WHAT NEEDS TO BE DONE: Extract the complete data exactly as given.

---- RECORDS

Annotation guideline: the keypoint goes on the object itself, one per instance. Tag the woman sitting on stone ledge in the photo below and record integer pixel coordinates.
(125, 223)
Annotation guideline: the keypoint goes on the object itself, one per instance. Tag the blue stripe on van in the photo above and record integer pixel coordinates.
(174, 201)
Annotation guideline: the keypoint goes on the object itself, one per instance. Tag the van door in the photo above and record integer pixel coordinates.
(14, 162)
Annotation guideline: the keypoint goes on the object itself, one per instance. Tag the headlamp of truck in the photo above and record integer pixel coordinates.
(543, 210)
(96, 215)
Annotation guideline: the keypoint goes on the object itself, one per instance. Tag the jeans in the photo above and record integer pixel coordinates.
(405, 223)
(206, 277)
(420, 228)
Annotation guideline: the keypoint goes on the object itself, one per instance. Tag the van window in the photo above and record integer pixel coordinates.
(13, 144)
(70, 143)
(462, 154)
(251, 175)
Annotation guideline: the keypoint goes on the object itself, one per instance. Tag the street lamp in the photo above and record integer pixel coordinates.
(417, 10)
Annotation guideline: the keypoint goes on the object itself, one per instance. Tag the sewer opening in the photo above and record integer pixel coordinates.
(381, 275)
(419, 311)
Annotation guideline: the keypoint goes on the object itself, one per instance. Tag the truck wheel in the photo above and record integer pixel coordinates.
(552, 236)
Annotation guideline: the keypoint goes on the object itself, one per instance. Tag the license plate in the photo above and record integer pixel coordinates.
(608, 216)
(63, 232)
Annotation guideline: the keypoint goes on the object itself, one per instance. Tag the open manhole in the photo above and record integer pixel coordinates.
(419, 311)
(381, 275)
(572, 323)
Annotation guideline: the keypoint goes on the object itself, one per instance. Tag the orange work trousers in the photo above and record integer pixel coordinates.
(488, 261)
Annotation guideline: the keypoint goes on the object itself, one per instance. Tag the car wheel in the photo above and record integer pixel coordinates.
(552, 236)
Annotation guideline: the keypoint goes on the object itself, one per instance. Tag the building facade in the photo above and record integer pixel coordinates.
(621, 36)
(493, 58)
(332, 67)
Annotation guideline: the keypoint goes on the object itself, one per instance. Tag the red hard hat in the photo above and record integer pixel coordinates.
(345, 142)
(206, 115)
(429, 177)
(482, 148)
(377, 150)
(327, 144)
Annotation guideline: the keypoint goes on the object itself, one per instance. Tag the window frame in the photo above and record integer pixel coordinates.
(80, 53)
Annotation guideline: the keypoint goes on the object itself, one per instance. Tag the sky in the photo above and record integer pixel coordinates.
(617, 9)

--------

SOLUTION FOR THIS TASK:
Annotation guideline: the keypoint goes on the object itself, one per instance. Tag the woman sitting on stone ledge in the photo below and record integer pixel coordinates.
(125, 223)
Annotation guideline: the keypoint goes on the object itself, one per instance. Tag the blue stripe on van in the photo above and record integer pixel coordinates.
(174, 201)
Annotation guideline: the keypoint goes on the object itself, one per instance. Tag the van door in the photo above and record integer pixel coordinates.
(14, 162)
Annotation guideline: the keypoint goes on the object itself, one per instance. Tag the headlamp of truck in the photo above and record integer pixel coordinates.
(543, 210)
(96, 215)
Annotation guideline: the keypoint goes on the object itself, one per instance. Tag the jeans in the photo above and record integer pixel coordinates.
(405, 223)
(206, 277)
(420, 228)
Annotation guideline: the keypoint goes on the object itself, one per instance. Tag the van window in the photo above and record integer pixel coordinates.
(13, 144)
(70, 143)
(462, 154)
(251, 175)
Annotation guideline: the keypoint goes on the object itself, one per instance. Tag the street lamp in the photo above and record integer pixel coordinates.
(417, 10)
Annotation guideline: the keypoint goes on the object itself, one per instance. Tag the sewer opening in the photo above and record integer pixel coordinates.
(381, 275)
(419, 311)
Annotation guideline: the keypoint goes on the object itself, one per instance. Tag the truck wheel in the photo above and record integer pixel coordinates.
(552, 236)
Annotation guideline: the keypoint goes on the object itself, one per instance. Tag the license plate in the photo above and record integer pixel coordinates.
(608, 216)
(63, 232)
Annotation guideline: the keypoint goes on the object itself, one per instance. Tag the open manhole in the photo above and record integer pixel coordinates.
(419, 311)
(381, 275)
(572, 323)
Annotation guideline: the keypoint goes on the object itself, one per instance. Tag the orange work trousers in the photo above and record integer pixel coordinates.
(488, 261)
Annotation guideline: the keypoint goes on the object itself, one per instance. Tag the car wheel in the photo above and record integer pixel coordinates.
(552, 236)
Annotation guideline: the keypoint goes on the object itself, one per instance. Tag the building facade in the photo above and record integer pixel coordinates.
(621, 36)
(493, 58)
(332, 67)
Annotation guideline: the keypoint goes on the object itself, one per instance. Tag the red hard hat in the photo above and record integer pixel coordinates.
(345, 142)
(206, 115)
(429, 177)
(482, 148)
(377, 150)
(327, 144)
Annotation guideline: the keypoint goes on the object itself, one per instance. Tag the window frame in the photo above and record integer pixel coordinates.
(80, 53)
Annotation guideline: the keypoint goes on the object itself, one per instance. Tag the sky in the photo above and record integer pixel coordinates.
(617, 9)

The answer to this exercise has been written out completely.